(Point labeling dataset excerpts)

======

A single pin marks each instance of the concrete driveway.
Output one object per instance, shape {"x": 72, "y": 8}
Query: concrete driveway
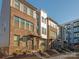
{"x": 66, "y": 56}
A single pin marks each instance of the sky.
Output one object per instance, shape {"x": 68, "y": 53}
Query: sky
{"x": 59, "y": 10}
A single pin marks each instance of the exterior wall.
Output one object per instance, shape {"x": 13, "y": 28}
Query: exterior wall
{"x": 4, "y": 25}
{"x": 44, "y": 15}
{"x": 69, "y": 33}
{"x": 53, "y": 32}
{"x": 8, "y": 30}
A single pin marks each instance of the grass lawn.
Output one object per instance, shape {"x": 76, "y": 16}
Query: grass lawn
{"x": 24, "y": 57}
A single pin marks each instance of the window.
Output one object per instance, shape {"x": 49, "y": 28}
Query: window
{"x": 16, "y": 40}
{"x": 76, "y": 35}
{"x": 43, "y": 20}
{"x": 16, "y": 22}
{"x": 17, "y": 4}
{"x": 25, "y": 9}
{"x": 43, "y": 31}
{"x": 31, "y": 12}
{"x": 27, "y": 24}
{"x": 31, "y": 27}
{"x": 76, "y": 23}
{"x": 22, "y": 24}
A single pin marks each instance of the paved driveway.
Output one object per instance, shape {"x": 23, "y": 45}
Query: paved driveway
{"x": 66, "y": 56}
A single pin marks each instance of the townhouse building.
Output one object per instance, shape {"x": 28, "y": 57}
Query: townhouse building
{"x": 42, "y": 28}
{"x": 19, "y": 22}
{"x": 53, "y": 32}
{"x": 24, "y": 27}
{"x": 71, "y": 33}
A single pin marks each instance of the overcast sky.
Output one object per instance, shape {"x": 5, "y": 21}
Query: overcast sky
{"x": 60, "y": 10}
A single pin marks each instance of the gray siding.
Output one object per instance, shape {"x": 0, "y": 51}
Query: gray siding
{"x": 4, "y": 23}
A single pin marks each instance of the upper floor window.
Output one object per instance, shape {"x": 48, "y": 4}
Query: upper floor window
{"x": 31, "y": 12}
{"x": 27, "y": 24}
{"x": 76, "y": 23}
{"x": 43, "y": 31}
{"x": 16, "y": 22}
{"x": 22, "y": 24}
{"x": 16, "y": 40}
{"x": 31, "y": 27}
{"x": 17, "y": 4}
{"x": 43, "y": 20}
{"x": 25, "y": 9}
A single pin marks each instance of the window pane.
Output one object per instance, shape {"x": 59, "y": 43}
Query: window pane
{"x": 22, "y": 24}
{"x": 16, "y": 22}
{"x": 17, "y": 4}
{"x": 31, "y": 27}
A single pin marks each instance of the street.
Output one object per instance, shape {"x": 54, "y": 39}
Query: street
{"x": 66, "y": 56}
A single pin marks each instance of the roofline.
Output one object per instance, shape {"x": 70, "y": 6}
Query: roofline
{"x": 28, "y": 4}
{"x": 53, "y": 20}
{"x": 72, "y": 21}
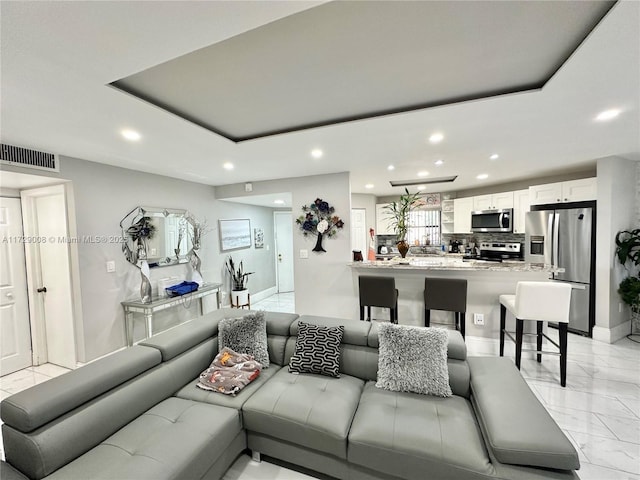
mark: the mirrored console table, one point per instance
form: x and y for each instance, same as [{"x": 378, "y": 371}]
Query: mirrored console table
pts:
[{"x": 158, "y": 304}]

======

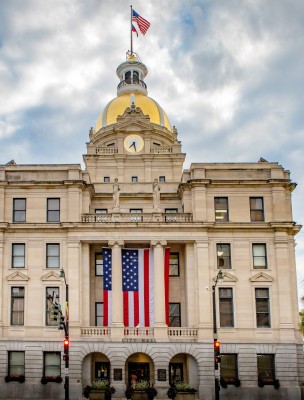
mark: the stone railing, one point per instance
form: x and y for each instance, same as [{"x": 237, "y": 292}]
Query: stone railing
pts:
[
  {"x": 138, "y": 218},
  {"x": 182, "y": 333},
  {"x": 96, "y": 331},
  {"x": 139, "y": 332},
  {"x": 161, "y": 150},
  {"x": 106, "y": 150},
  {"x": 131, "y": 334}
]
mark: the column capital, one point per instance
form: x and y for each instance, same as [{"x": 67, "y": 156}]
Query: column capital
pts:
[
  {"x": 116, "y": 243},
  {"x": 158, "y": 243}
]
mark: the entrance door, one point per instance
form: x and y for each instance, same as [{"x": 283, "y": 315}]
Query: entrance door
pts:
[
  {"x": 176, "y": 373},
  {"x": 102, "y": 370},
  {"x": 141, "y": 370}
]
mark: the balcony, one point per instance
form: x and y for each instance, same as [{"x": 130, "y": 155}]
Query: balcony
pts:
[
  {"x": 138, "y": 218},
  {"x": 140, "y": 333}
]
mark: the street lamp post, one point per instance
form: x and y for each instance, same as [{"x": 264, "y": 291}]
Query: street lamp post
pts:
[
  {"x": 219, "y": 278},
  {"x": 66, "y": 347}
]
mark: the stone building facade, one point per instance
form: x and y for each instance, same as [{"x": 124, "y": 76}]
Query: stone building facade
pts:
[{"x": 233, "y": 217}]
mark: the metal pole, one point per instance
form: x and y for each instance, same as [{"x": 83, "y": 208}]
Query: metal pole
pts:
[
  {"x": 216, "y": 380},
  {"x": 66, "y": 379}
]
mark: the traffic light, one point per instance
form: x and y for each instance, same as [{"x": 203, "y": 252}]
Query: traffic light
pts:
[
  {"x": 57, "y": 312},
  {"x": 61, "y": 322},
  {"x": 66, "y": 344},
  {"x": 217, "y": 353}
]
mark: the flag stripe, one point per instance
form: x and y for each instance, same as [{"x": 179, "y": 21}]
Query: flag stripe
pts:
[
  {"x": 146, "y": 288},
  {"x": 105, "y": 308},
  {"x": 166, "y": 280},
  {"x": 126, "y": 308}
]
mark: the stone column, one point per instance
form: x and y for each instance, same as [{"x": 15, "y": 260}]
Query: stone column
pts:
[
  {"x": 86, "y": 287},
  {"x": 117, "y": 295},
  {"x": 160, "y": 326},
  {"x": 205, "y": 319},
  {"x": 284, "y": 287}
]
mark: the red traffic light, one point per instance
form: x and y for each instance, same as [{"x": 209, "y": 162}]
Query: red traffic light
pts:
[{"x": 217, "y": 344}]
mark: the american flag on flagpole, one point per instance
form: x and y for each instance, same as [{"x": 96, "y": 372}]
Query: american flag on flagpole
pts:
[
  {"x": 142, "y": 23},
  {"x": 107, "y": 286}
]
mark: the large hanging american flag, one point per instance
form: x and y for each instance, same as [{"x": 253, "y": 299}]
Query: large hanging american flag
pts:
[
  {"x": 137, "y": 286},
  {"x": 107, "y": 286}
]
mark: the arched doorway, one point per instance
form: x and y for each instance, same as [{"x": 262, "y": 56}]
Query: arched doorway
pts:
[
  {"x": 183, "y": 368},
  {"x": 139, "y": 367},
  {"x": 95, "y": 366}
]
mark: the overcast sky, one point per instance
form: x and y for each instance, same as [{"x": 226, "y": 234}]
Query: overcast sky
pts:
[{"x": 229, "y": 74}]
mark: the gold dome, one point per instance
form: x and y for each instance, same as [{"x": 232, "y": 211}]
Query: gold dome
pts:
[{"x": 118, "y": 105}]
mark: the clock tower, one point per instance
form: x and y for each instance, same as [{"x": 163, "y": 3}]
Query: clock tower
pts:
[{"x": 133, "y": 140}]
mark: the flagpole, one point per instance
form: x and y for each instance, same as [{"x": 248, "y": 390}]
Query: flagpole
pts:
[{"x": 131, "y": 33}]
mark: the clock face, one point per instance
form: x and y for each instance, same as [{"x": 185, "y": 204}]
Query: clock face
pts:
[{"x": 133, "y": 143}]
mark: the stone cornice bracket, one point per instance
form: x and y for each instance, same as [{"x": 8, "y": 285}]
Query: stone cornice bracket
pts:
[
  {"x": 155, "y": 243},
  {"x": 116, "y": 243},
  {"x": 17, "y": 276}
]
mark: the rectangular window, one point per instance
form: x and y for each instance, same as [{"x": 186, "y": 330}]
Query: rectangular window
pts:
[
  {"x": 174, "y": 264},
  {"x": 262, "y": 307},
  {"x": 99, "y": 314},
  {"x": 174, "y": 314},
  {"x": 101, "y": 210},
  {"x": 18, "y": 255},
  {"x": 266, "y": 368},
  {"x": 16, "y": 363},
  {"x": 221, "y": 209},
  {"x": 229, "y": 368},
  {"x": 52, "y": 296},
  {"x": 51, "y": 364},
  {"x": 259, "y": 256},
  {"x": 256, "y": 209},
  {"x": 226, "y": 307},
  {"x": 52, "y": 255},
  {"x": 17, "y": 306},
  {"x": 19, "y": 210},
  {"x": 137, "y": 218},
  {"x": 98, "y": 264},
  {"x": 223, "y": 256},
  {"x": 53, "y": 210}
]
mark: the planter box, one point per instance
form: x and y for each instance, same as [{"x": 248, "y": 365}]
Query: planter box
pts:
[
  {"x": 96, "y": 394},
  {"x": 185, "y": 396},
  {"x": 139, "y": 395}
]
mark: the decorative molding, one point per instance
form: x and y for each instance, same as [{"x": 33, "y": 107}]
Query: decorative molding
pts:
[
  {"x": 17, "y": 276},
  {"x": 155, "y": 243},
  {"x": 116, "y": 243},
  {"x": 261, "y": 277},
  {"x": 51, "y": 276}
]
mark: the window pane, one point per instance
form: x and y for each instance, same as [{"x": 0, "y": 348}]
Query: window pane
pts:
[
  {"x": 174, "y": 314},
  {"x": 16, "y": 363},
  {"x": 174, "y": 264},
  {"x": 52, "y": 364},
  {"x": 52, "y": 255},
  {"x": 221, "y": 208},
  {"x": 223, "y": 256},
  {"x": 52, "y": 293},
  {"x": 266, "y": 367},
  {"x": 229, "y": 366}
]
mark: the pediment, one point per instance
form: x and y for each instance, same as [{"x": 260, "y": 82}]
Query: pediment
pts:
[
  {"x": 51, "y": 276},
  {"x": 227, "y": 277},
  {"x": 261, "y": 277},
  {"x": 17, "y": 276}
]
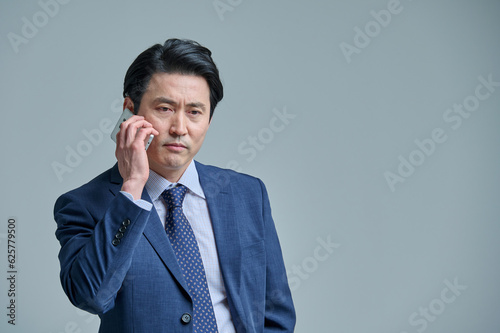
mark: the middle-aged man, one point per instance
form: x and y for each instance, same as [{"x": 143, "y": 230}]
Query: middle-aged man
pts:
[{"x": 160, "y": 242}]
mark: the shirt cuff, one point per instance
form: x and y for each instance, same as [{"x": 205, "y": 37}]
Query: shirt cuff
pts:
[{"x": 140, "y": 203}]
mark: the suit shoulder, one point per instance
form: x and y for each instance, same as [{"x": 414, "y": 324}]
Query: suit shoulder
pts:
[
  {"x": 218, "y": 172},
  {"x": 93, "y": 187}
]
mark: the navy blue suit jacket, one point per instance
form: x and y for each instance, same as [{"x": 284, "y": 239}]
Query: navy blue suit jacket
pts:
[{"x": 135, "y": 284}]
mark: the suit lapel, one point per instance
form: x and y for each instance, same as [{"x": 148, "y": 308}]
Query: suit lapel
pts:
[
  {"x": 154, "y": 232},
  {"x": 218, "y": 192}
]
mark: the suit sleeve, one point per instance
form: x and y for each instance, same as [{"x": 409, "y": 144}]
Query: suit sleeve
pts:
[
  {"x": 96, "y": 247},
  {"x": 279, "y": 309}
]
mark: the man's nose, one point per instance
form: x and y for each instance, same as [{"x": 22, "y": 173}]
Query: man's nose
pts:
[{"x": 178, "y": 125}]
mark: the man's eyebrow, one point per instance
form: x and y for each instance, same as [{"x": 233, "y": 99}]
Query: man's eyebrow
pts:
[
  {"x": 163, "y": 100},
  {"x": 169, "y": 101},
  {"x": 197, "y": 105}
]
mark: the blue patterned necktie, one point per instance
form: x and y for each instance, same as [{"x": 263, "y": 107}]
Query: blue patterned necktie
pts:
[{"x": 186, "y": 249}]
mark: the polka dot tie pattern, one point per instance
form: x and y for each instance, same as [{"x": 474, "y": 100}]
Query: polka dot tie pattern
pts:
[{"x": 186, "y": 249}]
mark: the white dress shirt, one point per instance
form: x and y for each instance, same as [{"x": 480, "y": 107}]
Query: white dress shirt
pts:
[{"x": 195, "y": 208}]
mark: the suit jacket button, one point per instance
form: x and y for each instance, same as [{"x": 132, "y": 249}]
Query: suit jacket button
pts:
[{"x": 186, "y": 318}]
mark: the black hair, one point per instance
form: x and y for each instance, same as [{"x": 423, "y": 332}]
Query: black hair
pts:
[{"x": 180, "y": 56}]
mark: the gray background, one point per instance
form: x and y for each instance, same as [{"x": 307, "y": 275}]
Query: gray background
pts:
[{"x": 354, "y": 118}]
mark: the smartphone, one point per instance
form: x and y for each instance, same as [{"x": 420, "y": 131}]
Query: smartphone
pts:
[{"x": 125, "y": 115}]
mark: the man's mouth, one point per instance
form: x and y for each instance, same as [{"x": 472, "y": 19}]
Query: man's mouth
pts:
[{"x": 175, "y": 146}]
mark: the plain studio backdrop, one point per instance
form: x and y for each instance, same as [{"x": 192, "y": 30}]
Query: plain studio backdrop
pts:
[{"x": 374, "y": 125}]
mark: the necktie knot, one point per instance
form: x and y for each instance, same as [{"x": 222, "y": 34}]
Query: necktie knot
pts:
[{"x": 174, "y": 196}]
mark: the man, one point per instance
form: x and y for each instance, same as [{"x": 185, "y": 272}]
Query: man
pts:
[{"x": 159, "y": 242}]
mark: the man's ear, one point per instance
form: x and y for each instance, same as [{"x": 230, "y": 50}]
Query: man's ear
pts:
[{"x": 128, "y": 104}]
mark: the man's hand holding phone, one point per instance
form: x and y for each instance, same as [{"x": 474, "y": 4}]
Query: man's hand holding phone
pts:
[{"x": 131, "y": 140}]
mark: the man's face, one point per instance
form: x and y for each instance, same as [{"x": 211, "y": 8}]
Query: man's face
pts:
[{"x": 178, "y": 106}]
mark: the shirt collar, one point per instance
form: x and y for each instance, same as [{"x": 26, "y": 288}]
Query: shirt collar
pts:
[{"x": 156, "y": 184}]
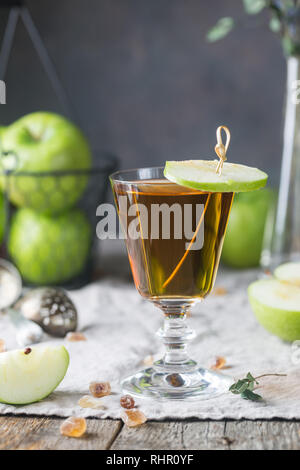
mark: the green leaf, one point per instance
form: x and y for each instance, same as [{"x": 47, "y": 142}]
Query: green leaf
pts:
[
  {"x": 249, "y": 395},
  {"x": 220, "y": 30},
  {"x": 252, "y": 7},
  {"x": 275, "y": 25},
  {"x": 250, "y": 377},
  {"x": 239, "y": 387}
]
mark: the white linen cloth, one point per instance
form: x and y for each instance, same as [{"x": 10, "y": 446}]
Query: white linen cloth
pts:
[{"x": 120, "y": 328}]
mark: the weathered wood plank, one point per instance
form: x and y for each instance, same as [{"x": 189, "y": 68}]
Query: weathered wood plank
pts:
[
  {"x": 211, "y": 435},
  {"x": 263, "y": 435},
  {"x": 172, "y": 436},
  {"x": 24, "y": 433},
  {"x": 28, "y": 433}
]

======

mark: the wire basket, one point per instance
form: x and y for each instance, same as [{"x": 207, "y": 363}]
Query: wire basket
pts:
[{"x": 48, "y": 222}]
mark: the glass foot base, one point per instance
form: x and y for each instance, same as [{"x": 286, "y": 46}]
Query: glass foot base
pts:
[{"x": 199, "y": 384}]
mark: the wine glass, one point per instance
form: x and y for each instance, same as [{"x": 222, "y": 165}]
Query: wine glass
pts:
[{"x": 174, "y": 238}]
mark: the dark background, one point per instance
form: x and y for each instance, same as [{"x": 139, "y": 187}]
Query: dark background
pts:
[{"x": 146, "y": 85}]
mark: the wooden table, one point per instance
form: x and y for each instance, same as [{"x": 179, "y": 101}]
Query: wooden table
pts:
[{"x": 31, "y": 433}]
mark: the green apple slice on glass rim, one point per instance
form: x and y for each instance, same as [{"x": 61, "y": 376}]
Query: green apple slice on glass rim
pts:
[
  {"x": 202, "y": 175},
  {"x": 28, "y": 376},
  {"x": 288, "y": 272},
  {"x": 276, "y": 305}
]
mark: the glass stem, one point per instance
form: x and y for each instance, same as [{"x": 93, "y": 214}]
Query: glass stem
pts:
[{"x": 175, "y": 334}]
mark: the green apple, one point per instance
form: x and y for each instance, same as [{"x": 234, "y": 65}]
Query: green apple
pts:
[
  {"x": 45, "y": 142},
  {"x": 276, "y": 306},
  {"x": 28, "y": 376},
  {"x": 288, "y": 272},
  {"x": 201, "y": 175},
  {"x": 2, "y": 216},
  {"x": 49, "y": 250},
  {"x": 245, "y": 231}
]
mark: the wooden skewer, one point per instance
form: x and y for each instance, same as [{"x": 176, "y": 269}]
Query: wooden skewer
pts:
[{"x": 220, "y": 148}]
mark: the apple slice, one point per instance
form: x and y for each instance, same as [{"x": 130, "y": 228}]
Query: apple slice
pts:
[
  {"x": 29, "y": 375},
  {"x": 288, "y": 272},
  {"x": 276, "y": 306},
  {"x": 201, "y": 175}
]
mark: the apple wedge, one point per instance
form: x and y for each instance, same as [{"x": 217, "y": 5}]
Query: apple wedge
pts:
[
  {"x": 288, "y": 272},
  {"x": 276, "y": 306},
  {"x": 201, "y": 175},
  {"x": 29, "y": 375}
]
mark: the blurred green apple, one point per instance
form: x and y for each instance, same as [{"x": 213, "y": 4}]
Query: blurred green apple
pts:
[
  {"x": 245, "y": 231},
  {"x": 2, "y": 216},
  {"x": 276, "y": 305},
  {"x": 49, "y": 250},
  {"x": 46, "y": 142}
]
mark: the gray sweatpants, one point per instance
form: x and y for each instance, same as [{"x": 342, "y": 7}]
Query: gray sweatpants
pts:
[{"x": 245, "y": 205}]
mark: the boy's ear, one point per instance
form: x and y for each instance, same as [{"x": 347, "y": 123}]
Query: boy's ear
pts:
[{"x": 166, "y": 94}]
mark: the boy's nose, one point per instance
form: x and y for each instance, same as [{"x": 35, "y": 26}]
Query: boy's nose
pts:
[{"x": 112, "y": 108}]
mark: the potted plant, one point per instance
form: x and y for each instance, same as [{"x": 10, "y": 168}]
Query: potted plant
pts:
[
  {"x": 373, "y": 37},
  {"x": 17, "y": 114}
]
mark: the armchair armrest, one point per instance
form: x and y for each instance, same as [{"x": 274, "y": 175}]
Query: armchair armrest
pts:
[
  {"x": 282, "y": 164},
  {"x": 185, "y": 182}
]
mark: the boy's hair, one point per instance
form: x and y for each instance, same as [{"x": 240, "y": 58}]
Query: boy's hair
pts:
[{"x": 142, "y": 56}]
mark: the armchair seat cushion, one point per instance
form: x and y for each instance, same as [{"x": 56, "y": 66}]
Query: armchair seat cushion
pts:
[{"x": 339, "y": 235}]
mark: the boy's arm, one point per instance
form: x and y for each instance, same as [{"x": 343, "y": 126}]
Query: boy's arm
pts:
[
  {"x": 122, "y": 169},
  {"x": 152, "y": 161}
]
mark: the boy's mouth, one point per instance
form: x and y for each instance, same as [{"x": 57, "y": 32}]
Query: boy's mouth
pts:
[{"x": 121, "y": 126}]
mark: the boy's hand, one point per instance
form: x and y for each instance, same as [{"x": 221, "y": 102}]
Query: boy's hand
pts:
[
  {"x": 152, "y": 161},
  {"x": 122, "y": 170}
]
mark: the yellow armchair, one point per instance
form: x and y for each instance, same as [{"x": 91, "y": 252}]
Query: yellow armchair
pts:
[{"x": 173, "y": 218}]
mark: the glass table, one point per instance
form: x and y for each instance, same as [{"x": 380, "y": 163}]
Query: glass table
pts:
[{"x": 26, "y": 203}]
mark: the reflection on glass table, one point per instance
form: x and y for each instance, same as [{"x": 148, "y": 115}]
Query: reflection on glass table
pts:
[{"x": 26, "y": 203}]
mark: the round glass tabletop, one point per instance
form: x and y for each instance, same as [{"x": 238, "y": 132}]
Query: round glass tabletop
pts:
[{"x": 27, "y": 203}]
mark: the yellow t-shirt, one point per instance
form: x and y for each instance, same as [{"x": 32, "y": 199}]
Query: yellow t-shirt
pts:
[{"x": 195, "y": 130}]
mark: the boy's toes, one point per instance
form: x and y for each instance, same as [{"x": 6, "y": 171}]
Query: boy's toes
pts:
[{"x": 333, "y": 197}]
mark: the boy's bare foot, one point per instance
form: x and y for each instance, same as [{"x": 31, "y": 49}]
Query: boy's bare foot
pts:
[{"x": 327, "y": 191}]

======

(Objective) Pick out every line in the material above that contains the string "stripe", and copy each one.

(Final result)
mark: the flag stripe, one point per instance
Query: flag stripe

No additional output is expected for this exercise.